*Problem statement*: Set the listing down again in full, word for word, with the pictures left out.
━━━━━━━━
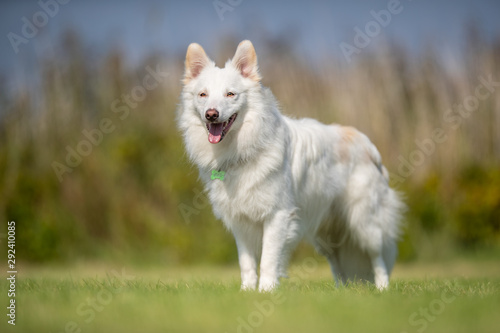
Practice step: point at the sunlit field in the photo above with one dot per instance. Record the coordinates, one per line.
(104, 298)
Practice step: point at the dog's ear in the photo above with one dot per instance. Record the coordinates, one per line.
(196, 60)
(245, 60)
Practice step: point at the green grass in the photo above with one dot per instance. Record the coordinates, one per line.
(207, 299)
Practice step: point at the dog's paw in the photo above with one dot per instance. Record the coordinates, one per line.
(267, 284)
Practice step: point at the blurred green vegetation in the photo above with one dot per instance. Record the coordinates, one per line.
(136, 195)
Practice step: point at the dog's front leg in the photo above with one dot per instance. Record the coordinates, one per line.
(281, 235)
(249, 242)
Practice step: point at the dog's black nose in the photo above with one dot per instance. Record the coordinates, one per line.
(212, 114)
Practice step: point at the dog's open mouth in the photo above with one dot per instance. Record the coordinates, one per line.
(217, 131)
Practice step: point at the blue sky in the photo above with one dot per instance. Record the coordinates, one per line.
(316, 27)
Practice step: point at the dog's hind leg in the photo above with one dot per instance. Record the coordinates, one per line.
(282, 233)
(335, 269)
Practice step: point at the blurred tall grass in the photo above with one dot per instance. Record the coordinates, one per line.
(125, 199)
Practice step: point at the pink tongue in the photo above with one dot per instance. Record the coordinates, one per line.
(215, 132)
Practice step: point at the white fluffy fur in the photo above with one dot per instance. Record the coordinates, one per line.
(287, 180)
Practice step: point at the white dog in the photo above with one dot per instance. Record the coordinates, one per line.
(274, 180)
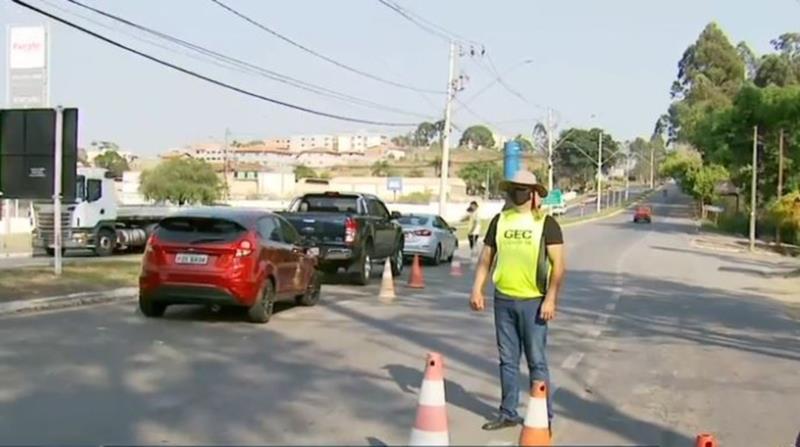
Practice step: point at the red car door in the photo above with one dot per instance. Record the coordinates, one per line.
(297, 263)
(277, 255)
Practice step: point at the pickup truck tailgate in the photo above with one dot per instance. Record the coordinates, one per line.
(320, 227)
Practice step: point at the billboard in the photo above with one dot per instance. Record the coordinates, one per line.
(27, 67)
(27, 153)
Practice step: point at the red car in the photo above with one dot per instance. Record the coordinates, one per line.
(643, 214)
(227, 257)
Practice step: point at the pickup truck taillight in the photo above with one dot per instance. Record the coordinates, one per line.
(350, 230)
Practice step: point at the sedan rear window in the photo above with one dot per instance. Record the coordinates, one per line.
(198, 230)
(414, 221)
━━━━━━━━
*Answer to this problem*:
Practice step: point at the sunlit field in the photo above with one dot per instance. Record the coordinates, one per line.
(104, 298)
Practice step: point at the dog's ear in the photo above with one dot per instance. Record the coordinates, one per line.
(196, 60)
(245, 60)
Practice step: point at the green grass in the photo above with one dot per instance. Record the coordinates, one per line.
(207, 299)
Practice step: point at the dog's paw in the photo above with one dot per instance. Record the coordinates, one per line.
(267, 284)
Practice step: point at the blurred green vegetation in the photo above with one dot per instance. Record the coordinates, one per line.
(136, 195)
Practice step: point at the dog's front leg in the photo above with one dot per instance. Record the coordinates, one per line.
(281, 235)
(249, 242)
Practice step: point at the dog's black nose in the photo above with one dot per instance. Record the coordinates, one per line.
(212, 114)
Practice step: point at the dog's open mouth in the photo above with one dot per instance. Record the coordinates, one per line.
(217, 131)
Practice step: point at the blue sky in the photo above with one dot per instance. Record the coordinates, one per line.
(316, 27)
Practice step: point at the dog's hind leg in the photo above with one dot per instance. Record the coordinates, one per line.
(282, 233)
(335, 269)
Practice step: point at the blurred tall grass in the photo above with one dot per instance. Record the coordinates, one per line.
(125, 199)
Practice step: point at the pink tongue in the photo above with one dot per instance. Record the coordinates, one per line.
(215, 132)
Practice step: point at the white fluffy fur in the photo above with one dot per instance. Record the coordinates, one per line.
(287, 180)
Practice step: point at the white dog in the photo above with one dot per instance. Record the coordinates, one per line.
(274, 180)
Practice step: point at the red car door in the photo above with one dot per instance. Record the coordinates, one per line.
(297, 263)
(277, 255)
Practice step: point at the pickup truck tailgate in the photo above with one dot per instance. Record the coordinates, one per line.
(320, 227)
Practice step: point at the billboard in the photo above with one dot per instance. Record the coordinates, one per line.
(27, 67)
(27, 153)
Practice step: point at the red car in the photo above with one dot per instance. Record the coordinates, one per line.
(643, 214)
(227, 257)
Practice step: point at the pickup truck taillight in the photo above with one dot per instance. Record the coordinates, one per line.
(350, 230)
Practice step: point at the sedan rear window in the photo above with one dot per instance. Record the coordinates, one per line.
(198, 230)
(414, 221)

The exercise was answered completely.